## QUOTED PASSAGE
+===+

In 1927, Cambridge University Press published a book of Random sampling numbers, arranged by a statistician, Leonard Henry Caleb Tippett, which contained 41,600 digits taken from the areas of English parishes listed in census records. Other random number tables were published including one by R. A. Fischer and another by the U.S. interstate Commerce Commission in 1949 with over 100,000 random digits.

The culminate printed work was A Million Random Digits with 100,000 Normal Deviates, published by the RAND Corporation in 1955. They created an electronic simulation of a roulette wheel attached to a key punch, the results of which were then carefully filtered and tested before being used to generate the table. The RAND table was a significant breakthrough in delivering random numbers because such a large and carefully prepared table had never before been available. It was useful for simulations and modeling. But, having been published, it is not usable as cryptographic keys, or as a seed in some cryptographic pseudo-random number generator. However, since it has been published already, picking its values as the random constants for initializing algorithms would demonstrate that the constants were not selected for (in B. Schneier's words) "nefarious purpose(es)." Khufu and Khafre do this, for example (ref Applied Cryptography - B. Schneier). See: Nothing up my sleeve numbers.

Physical phenomena used for random number generation

Many modern random number generators attempt to use some form of quantum-mechanical noise, widely considered to be the gold standard for randomness. (For a discussion of empirical verification of quantum unpredictability, see Bell test experiments). Some phenomena used include:

  • a nuclear decay radiation source (as, for instance, from some kinds of commercial smoke-alarms), detected by a Geiger counter attached to a PC.
  • atmospheric noise, detected by a radio receiver attached to a PC
  • thermal or quantum-mechanical noise, amplified to provide a random voltage source. A favored source of noise is avalanche noise generated from a reverse-biased zener diode. The thermal noise from a resistor can also be used.

+===+

## PROVIDED RECORDS
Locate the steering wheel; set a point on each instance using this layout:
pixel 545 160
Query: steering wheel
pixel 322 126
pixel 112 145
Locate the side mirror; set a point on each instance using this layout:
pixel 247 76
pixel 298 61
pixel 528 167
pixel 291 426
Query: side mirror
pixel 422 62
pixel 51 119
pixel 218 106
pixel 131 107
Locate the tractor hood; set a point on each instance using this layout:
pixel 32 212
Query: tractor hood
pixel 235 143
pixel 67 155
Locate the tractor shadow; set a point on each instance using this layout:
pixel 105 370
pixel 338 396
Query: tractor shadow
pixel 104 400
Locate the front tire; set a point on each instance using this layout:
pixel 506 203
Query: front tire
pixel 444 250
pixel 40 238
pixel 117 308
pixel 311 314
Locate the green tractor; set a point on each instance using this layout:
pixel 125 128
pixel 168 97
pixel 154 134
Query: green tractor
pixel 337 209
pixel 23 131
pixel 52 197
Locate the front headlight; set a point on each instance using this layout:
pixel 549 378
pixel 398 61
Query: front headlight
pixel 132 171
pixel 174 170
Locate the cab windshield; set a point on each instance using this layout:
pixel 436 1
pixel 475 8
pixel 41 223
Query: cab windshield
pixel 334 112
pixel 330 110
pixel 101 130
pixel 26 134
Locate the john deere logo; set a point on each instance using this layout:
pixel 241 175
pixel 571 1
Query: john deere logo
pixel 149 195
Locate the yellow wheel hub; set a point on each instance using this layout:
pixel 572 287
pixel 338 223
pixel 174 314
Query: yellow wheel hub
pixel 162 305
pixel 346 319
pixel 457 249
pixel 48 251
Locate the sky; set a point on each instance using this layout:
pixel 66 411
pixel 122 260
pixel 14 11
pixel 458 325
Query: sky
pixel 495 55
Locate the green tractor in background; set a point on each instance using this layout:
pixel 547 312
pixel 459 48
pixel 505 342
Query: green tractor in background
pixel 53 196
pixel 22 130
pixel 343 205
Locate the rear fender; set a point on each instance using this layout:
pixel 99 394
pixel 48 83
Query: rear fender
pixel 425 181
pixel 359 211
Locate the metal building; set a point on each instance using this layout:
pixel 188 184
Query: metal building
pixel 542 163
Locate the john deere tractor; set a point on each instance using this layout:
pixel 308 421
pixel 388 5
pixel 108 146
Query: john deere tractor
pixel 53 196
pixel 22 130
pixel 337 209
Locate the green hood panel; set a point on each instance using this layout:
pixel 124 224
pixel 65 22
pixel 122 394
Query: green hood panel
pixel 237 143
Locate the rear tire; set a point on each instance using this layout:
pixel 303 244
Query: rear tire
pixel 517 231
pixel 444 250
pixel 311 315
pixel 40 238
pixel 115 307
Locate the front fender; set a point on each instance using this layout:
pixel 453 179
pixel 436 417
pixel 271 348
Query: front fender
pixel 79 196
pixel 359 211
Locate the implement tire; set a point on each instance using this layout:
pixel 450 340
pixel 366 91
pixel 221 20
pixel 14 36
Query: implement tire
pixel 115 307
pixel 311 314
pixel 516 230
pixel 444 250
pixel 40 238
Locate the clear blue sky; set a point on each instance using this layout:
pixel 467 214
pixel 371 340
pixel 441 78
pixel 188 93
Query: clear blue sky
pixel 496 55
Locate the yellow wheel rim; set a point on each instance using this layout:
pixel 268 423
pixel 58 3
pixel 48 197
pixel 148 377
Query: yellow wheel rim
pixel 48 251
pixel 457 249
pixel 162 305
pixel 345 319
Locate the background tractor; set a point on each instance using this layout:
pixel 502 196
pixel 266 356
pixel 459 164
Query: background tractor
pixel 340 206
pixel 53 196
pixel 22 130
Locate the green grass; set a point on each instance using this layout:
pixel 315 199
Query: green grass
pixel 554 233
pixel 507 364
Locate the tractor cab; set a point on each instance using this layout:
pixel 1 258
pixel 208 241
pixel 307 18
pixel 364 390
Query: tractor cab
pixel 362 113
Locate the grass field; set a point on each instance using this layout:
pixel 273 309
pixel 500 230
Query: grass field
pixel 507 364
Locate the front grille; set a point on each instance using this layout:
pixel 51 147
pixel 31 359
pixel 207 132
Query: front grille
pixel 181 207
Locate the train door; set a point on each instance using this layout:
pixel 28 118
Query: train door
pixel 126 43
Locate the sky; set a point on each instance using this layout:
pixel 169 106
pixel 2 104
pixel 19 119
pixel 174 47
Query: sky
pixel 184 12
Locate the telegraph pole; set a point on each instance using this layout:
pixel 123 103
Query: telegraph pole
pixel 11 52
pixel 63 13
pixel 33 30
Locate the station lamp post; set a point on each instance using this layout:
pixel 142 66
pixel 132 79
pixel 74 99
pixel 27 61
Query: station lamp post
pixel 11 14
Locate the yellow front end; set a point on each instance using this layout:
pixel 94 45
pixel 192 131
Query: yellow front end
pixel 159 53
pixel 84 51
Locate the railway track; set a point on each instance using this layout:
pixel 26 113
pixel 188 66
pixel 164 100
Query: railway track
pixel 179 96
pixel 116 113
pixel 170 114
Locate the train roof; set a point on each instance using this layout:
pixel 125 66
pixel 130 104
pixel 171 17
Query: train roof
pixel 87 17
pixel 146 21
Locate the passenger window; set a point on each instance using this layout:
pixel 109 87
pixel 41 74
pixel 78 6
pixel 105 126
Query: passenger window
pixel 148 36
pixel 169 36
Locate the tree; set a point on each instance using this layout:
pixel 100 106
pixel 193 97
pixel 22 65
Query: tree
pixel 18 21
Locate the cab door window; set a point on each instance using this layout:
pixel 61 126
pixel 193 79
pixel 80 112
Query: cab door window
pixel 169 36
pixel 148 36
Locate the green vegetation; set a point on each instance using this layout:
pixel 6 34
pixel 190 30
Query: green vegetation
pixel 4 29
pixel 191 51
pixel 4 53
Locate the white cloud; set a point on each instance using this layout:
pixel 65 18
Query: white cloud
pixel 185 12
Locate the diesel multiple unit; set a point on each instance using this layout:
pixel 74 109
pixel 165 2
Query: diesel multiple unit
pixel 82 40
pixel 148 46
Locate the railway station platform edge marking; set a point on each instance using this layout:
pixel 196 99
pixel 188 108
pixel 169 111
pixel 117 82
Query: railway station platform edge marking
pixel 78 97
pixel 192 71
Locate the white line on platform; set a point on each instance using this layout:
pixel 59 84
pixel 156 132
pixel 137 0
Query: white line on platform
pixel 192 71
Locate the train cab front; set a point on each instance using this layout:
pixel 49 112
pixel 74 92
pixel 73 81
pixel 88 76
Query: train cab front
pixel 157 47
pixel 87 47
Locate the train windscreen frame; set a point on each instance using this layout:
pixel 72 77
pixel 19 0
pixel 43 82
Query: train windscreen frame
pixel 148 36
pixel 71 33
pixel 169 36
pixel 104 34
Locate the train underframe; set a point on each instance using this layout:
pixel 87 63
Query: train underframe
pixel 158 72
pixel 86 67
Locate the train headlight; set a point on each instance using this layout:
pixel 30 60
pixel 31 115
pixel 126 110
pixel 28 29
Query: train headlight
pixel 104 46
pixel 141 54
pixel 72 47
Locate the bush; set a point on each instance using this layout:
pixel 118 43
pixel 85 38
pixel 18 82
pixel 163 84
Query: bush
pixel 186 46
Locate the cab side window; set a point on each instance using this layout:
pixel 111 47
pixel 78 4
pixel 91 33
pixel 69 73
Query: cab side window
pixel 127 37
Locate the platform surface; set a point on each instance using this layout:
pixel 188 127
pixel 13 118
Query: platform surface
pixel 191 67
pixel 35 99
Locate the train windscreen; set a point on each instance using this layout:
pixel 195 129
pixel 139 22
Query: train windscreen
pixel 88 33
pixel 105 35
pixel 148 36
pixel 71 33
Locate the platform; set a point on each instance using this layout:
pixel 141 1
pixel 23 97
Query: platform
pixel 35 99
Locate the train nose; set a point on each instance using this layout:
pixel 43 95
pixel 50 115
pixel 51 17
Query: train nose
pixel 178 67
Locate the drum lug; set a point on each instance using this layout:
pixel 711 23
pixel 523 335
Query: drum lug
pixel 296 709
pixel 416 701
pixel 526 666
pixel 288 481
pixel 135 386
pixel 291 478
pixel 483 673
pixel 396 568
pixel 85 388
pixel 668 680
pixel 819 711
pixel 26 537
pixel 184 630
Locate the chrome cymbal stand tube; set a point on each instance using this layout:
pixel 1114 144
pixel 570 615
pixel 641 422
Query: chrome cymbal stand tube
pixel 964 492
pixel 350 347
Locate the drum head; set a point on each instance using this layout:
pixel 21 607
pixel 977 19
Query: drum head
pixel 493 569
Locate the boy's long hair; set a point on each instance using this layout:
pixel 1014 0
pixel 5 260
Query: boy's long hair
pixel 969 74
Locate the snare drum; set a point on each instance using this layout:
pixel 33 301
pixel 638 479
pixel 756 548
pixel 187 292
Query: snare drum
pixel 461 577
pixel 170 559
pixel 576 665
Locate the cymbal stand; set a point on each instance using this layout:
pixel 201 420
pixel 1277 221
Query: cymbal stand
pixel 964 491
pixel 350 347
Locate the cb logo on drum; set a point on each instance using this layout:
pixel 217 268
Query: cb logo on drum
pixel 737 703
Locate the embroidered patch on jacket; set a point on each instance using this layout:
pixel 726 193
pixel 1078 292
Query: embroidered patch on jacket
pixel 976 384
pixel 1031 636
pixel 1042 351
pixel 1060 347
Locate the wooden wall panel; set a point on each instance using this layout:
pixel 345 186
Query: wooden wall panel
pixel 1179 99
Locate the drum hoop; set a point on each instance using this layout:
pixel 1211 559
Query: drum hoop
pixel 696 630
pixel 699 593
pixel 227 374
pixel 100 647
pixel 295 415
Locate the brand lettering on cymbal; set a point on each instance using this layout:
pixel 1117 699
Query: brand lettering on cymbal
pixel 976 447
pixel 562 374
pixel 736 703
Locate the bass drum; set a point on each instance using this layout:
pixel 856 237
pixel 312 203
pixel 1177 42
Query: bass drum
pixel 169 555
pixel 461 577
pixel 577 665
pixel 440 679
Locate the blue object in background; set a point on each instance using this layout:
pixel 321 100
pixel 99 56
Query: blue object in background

+===+

## INSTRUCTIONS TO FOLLOW
According to the passage on random number tables, why does using values from the RAND table as the constants that initialize an algorithm show that those constants were not chosen for a nefarious purpose? Answer in one to three sentences.

## CORRECT OUTPUT
The RAND table had already been published before the constants were picked from it. Taking values from a fixed, public table shows that they were not selected for "nefarious purpose(es)."